● **Given passage**:
▼

Living as they do in increasingly complex social environments, growing numbers of people in Japan–especially among the young–are becoming socially withdrawn. They experience a loss of interest in normal social activities, cut themselves off from others, and seclude themselves in their houses for extended periods of time. In an effort to contribute to salvation work directed toward those people, Hinokishin School organized a symposium on “Mental Illnesses and Salvation Work–Focusing on Social Withdrawal,” which was held on February 25 at the Home of the Parent.
The first half of the symposium consisted of two keynote speeches delivered by Dr. Sho Kawata, head of psychiatry at Ikoi-no-Ie Hospital, and by chief clinical psychologist Katsuhiko Kubo of the same hospital. Based on their expertise in treating psychopathological and non-psychopathological illnesses, respectively, they offered advice on how to care for socially withdrawn people. The second half took the form of a panel discussion, with these doctors, as well as steering committee member Kazuhito Wakasa from Hinokishin School, serving as the panelists.
The symposium drew some 500 people–twice as many as this event had originally been planned for–who listened attentively to the presentations and discussions, hoping to gain tips on how to help socially withdrawn people and their families as part of their salvation work.

▲

● **Record extracts**:

▼

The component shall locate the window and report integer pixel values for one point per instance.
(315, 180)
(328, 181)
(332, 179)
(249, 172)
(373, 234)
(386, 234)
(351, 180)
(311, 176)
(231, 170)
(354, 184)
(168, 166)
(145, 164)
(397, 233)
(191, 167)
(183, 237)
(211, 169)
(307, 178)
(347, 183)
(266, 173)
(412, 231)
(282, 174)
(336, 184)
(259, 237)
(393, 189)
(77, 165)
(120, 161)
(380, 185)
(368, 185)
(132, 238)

▲

● **Questions to answer**:
1 > According to the report on the social-withdrawal symposium, how many people attended?
2 > Extend the report on the social-withdrawal symposium, picking up after its final sentence.

● **Expected results**:
1 > Some 500 people, twice as many as the event had originally been planned for.

2 >
To commence the panel discussion, Mr. Wakasa shared some of the experiences he had in caring for socially withdrawn children. Besides being Sento Branch Church’s head minister, he has over the past six years been involved in juvenile issues in his capacity as a foster parent belonging to Tokyo Prefecture’s foster family association.
Following this, questions were raised by members of the audience. In response to a question about how one could separate psychopathological and non-psychopathological conditions, Dr. Kawata said that a psychopathological condition involves disorders of the self, whereas non-psychopathological illnesses are conditions where the self remains more or less undamaged but that still involve suffering from fears, anxieties, and worries. He also said that the long-term use of medications could control severe symptoms.
Responding to a question as to how to help someone whose social withdrawal began with refusal to go to school and whose family members are unable to accept this situation, clinical psychologist Kubo said that the important thing in working with such students is, not to try to get them to go to school, but to help them to connect with their parents, society at large, and specialized organizations. He said that while it is obviously important for parents to maintain communication with such children so as to show that they truly care for them, cases where the parent-child relationship is strained may also require the involvement of a third party–a role that could well be played by those engaged in salvation work.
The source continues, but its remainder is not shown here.